──────── SUPPLIED ENTRIES

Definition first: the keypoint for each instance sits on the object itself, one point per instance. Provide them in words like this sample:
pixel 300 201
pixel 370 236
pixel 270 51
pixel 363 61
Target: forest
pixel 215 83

────────────────

* **WORK TASK**: Return every record, word for word.

* **REPLY TO THE EXERCISE**:
Definition first: the keypoint for each instance sits on the object itself, one point per instance. Provide them in words like this sample:
pixel 300 201
pixel 370 236
pixel 270 51
pixel 363 61
Target: forest
pixel 215 83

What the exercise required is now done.